> TASK STATEMENT
Return nothing but the lines from the line containing "Can you locate the blue" through the last line of the records, reproduced exactly.

> THE INPUT
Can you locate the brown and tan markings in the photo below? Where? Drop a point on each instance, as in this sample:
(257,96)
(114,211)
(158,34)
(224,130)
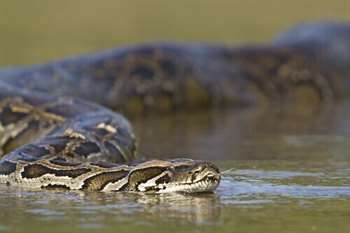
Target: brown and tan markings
(51,137)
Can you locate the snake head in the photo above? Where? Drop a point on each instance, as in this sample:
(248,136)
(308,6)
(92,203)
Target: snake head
(179,175)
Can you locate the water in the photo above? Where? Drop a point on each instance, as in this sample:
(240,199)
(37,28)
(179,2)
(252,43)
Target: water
(284,172)
(281,173)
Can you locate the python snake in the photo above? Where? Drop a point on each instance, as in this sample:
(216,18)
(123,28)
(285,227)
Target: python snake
(51,138)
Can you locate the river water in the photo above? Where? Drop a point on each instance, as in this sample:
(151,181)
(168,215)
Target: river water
(281,172)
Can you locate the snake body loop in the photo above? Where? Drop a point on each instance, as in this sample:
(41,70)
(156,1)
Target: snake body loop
(51,138)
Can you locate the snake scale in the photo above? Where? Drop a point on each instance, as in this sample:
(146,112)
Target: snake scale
(58,128)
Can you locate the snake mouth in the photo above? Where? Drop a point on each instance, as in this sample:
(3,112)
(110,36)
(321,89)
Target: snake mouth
(207,184)
(179,175)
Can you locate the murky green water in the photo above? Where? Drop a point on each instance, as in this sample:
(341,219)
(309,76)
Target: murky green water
(283,172)
(280,174)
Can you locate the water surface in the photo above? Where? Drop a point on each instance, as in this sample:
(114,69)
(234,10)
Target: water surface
(281,173)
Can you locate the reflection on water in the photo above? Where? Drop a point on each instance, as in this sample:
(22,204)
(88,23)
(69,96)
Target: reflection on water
(280,172)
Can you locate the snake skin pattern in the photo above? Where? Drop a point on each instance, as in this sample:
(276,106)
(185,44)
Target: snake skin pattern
(51,138)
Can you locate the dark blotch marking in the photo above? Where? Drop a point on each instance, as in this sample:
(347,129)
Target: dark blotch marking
(164,179)
(58,143)
(105,164)
(98,182)
(6,167)
(63,162)
(114,151)
(87,148)
(142,175)
(8,116)
(38,170)
(34,150)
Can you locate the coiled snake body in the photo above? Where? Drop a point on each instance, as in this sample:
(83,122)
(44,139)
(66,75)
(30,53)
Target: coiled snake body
(51,138)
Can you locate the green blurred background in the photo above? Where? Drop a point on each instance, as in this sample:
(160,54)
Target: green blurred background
(36,31)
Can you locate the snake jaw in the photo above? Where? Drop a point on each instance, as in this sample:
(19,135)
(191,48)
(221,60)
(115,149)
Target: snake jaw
(194,177)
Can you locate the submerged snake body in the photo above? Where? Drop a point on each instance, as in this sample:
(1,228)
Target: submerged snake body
(50,141)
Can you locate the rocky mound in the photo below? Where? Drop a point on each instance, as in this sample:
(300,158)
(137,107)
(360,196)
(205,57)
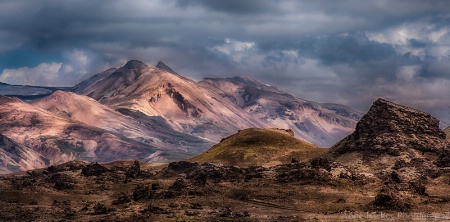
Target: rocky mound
(395,130)
(402,147)
(256,146)
(447,132)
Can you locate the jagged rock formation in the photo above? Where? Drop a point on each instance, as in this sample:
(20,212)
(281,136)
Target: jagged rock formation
(389,128)
(15,157)
(402,147)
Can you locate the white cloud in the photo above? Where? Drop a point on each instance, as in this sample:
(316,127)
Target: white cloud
(73,69)
(43,74)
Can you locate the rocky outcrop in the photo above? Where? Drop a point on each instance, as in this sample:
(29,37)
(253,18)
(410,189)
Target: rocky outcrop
(392,129)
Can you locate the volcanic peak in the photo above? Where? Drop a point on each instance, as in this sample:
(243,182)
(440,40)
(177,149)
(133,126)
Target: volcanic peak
(134,64)
(165,67)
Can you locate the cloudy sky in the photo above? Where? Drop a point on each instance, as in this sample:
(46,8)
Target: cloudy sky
(348,52)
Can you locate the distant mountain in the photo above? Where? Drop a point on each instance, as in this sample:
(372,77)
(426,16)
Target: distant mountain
(60,139)
(154,114)
(259,147)
(153,131)
(80,87)
(321,124)
(15,157)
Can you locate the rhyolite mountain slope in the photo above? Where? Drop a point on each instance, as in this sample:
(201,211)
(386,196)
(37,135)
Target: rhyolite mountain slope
(321,124)
(186,106)
(61,139)
(216,108)
(395,164)
(153,131)
(256,146)
(80,87)
(15,157)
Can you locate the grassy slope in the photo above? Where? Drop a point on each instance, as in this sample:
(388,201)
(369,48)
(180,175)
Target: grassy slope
(259,147)
(447,132)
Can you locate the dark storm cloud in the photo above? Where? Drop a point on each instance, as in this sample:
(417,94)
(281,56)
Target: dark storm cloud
(347,51)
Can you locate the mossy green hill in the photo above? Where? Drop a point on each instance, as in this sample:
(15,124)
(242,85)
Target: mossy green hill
(256,146)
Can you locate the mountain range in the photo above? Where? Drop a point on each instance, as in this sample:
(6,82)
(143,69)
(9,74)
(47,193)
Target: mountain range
(394,166)
(152,114)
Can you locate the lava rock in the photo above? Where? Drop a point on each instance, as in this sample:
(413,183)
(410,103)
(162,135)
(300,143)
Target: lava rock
(93,169)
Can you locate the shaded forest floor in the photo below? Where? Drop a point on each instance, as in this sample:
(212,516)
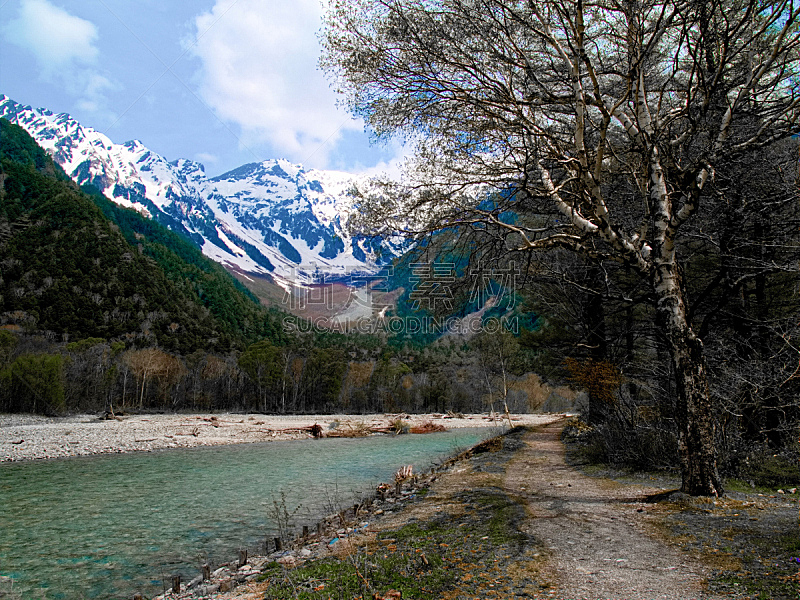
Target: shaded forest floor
(514,520)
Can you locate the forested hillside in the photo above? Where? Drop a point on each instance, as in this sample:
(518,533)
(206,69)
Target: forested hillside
(76,266)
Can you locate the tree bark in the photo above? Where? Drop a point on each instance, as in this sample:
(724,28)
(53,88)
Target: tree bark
(695,411)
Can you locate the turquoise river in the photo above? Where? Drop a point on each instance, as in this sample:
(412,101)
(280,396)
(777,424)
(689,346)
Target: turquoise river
(111,525)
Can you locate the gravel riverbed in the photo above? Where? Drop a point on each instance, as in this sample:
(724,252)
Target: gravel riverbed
(33,437)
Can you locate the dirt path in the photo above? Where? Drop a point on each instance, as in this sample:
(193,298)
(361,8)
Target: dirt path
(510,520)
(595,530)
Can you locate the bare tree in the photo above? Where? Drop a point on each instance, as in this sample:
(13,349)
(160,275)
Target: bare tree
(598,124)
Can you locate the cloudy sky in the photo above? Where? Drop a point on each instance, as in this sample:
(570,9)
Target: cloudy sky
(224,82)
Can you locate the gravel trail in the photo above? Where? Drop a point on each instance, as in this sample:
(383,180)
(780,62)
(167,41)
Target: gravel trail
(596,531)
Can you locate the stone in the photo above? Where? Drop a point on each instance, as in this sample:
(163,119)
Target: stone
(287,561)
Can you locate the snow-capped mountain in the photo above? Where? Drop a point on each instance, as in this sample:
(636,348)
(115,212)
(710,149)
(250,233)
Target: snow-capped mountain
(270,218)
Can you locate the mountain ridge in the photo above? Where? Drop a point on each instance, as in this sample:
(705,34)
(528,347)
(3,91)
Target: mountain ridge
(272,219)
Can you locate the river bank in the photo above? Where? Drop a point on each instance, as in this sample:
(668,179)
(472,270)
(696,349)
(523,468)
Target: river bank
(510,519)
(34,437)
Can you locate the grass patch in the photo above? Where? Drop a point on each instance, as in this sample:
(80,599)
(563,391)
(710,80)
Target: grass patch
(446,556)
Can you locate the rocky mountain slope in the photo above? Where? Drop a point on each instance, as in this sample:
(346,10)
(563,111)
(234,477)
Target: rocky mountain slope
(271,219)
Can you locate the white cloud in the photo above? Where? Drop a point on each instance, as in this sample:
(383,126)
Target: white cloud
(65,48)
(259,71)
(56,38)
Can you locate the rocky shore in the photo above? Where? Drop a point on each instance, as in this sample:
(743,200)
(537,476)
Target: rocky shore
(32,437)
(335,535)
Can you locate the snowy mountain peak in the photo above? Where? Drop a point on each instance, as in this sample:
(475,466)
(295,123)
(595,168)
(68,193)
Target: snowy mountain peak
(271,217)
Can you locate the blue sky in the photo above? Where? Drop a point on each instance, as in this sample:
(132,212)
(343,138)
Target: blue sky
(223,82)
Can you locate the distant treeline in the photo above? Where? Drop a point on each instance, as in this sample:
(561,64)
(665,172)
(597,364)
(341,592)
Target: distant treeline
(324,373)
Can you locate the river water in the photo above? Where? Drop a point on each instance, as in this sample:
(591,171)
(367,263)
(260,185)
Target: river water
(108,526)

> RESULT FOR THIS TASK
Can you locate the blue sky in the photo above? Where? Drop a point on each instance, as in this sample:
(132,212)
(343,138)
Target: blue sky
(223,82)
Can you locate the distant treeline in the photo above? Where? Drop a point on each instance, as in this sample:
(561,64)
(665,172)
(597,364)
(341,592)
Target: distant treeline
(324,373)
Can you locate the river water in the photo above? Where? Drop a point on each instance, as in this sample:
(591,171)
(367,263)
(260,185)
Target: river water
(108,526)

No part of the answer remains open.